## YOUR INSTRUCTIONS
Quote each of the records below word for word, leaving the pictures out of your answer.

--

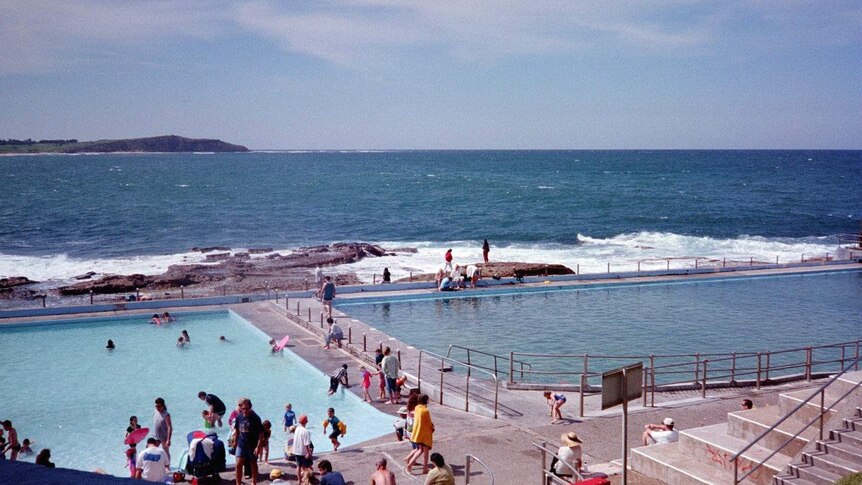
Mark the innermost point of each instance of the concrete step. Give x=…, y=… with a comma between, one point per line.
x=831, y=463
x=666, y=464
x=712, y=446
x=854, y=423
x=748, y=425
x=847, y=382
x=813, y=474
x=852, y=438
x=787, y=401
x=791, y=480
x=841, y=450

--

## OUTPUT OF THE EXERCISE
Mark the innermost point of each instance of the concrete step. Give x=…, y=… with a comma between, one point per line.
x=831, y=463
x=666, y=464
x=712, y=446
x=854, y=423
x=748, y=425
x=847, y=382
x=813, y=474
x=852, y=438
x=787, y=401
x=791, y=480
x=841, y=450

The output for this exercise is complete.